Selected excerpt:

####

This tension between recognizing ‘problems’ and feeling unsure of what to do and how to position ourselves as researchers from diverse backgrounds is at the heart of our ambivalence and unease when engaging with the book. This tension is also recognized by Mayblin and Turner, who decided against calling their book “Decolonizing Migration Studies”. Instead, they positioned it more broadly to support decolonization agendas within academic institutions. But as we show, tension, ambivalence, and unease can drive critical reflection and prompt change in practice.

While we did not start or end with a common commitment to decolonizing knowledges, there was a general agreement among us, as one participant stated, “… to actively participate and also to allow yourself to listen with discomfort.” Grappling with unease was the starting point for our collective reflections, and we left with concrete clues for conscious historicization and contextualization to avoid the broad brushstrokes that overlook other experiences and legacies.


[1] E.g. Mains et al. 2013; Achiumi 2019; Samaddar 2020; Fiddien-Qasmiyeh 2020

[2] For reviews, see e.g. Favell 2021; Stallone 2022

[3] Mayblin and Turner’s historizing of colonialism provides the starting point to their discussion of migration studies and the thematic exploration of modernity and development (Chapter 2), race and racism (Chapter 3), state sovereignty and citizenship (Chapter 4), asylum seekers and refugee regimes (Chapter 5), national and border security (Chapter 6), and gender and sexuality (Chapter 7).


Opinions expressed in Bliss posts reflect solely the views of the author of the post in question.

About the authors:

Mahardhika Sjamsoe’oed Sadjad is an interdisciplinary scholar in the field of international development and migration. Her research focuses on discursive and affective constructions of identities and belonging in The Netherlands, Indonesia, and broader region of Southeast Asia.

####

Dataset:
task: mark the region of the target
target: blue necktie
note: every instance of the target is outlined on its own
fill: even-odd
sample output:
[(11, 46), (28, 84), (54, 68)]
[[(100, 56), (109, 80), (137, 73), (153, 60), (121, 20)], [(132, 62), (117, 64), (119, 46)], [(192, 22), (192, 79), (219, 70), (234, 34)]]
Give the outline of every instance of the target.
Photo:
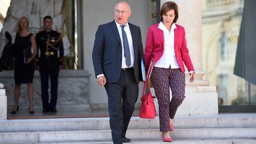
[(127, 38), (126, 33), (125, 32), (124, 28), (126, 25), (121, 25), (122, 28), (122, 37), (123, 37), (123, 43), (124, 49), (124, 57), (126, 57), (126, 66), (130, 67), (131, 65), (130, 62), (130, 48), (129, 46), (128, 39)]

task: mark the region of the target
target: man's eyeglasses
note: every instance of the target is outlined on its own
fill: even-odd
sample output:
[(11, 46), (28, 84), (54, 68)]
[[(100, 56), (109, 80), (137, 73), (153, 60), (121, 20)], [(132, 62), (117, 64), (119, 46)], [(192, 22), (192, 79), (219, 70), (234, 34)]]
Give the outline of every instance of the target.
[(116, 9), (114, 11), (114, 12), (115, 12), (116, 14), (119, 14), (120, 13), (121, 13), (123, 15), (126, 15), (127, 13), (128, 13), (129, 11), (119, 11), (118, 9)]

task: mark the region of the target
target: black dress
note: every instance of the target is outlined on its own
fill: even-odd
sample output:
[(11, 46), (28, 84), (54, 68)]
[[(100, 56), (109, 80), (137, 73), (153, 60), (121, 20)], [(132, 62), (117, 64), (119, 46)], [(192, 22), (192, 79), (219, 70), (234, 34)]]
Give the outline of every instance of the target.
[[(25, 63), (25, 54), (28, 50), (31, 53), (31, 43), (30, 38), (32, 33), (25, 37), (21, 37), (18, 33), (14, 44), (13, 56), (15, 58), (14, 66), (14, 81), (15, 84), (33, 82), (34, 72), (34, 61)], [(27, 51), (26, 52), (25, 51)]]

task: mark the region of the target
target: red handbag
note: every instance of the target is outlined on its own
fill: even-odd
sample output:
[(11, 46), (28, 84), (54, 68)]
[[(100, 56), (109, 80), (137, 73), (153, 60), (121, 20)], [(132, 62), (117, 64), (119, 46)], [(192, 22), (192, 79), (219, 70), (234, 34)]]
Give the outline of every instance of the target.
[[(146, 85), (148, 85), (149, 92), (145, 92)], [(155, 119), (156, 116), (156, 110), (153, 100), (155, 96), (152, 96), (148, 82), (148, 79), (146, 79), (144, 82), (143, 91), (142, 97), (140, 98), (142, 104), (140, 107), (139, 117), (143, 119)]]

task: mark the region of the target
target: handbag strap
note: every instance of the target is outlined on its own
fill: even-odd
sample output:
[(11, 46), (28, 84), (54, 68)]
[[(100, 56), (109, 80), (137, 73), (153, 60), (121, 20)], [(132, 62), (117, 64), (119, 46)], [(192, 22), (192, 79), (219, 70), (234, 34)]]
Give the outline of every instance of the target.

####

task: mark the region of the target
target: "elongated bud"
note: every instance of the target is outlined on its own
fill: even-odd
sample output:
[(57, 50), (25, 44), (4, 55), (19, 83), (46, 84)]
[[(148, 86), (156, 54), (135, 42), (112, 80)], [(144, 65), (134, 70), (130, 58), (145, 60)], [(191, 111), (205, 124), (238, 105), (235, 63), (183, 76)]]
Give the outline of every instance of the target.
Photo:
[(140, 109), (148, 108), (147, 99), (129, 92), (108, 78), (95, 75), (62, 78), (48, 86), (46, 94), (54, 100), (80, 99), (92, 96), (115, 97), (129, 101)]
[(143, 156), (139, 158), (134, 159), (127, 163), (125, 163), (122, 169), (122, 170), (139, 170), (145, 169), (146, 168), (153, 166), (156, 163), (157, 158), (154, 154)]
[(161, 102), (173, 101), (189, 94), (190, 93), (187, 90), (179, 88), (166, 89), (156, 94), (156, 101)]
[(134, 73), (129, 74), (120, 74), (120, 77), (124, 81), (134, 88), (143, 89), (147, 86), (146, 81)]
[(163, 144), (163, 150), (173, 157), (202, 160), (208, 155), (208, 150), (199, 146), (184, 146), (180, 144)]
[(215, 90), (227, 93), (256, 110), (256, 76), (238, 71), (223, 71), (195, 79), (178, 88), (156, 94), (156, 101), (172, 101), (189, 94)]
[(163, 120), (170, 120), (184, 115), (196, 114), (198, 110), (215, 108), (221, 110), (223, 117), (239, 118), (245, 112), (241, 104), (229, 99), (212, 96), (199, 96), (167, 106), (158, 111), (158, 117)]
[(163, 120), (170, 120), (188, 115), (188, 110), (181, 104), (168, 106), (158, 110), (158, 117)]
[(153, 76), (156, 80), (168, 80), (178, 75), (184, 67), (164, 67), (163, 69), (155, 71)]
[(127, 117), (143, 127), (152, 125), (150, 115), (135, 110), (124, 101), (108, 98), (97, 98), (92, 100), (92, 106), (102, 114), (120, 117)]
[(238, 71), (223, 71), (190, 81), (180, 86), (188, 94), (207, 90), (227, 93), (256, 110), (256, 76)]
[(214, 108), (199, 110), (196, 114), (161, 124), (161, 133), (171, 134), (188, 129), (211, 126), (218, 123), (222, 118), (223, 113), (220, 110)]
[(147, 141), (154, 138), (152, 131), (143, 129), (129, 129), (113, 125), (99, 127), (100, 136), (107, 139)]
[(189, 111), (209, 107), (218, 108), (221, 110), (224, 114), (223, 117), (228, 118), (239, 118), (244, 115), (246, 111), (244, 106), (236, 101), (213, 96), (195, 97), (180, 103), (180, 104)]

####

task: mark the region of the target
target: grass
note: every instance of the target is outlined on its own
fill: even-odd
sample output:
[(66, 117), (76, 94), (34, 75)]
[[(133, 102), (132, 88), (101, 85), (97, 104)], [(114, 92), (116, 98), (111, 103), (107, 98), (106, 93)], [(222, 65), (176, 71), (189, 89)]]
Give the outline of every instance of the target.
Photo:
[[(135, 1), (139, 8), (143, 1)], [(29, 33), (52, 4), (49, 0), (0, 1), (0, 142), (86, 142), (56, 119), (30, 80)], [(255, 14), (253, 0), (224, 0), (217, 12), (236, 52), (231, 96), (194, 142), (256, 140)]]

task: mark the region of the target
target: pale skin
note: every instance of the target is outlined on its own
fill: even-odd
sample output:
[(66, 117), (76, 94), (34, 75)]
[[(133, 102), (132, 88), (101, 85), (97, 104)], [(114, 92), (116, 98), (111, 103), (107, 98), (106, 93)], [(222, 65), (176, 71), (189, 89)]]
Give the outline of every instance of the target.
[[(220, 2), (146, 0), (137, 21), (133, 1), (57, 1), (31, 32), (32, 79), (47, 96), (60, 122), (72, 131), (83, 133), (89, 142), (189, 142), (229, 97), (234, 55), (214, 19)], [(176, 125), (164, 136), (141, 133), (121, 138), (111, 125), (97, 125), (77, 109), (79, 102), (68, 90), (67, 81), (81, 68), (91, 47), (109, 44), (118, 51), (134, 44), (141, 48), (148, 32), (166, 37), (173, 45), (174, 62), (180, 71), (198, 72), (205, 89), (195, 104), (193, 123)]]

####

Written task 1: Sum up the reflection on Mayblin and Turner's book in two sentences.
Written task 2: Set down the part of the reflection on Mayblin and Turner's book starting with "[3] Mayblin and" and going on through "post in question.".
Written task 3: Write the next part of the reflection on Mayblin and Turner's book, picking up right after its last sentence.

Final answer 1: The writers describe a tension between recognizing problems and feeling unsure how to act and position themselves as researchers from diverse backgrounds, a tension Mayblin and Turner also recognized when they decided against calling their book "Decolonizing Migration Studies." Starting from shared unease and a willingness to listen with discomfort, the group's reflections ended with concrete clues for conscious historicization and contextualization that avoid broad brushstrokes.

Final answer 2:
[3] Mayblin and Turner’s historizing of colonialism provides the starting point to their discussion of migration studies and the thematic exploration of modernity and development (Chapter 2), race and racism (Chapter 3), state sovereignty and citizenship (Chapter 4), asylum seekers and refugee regimes (Chapter 5), national and border security (Chapter 6), and gender and sexuality (Chapter 7).


Opinions expressed in Bliss posts reflect solely the views of the author of the post in question.

Final answer 3:
 

Zeynep Kaşlı is Assistant Professor in Migration and Development at ISS, affiliated with the Governance, Law and Social Justice Research Group. Her research interests include mobility, citizenship, borders, transnationalism, power and sovereignty with regional expertise in Turkey, Middle East and Europe.

 

Nanneke Winters is an assistant professor in Migration and Development at the International Institute of Social Studies (ISS), Erasmus University Rotterdam. Her research interests include im/mobility, migrant trajectories, and translocal livelihoods in Central America and beyond.

 

 

Haya Alfarra is a PhD researcher at ISS-EUR. Her research explores the role of diaspora as non-traditional humanitarian actors in protracted humanitarian situations, looking specifically at the role of Palestinian-German diaspora in humanitarian responses in the Gaza Strip, occupied Palestinian territory.

 

 

 

 

Mausumi Chetia is a PhD researcher at ISS-EUR. She researches on meanings of home and lived human (in)securities in context of disaster-related displacements in India. Her research is part of the Erasmus Initiative called Vital Cities and Citizens (VCC), under the theme of Resilient Cities.

 

 

 

 

Xander Creed is a PhD researcher at the ISS. Their work explores migration and asylum governance with a particular focus on the human dimension of (im)mobility, for instance through the lens of human security and feminisms.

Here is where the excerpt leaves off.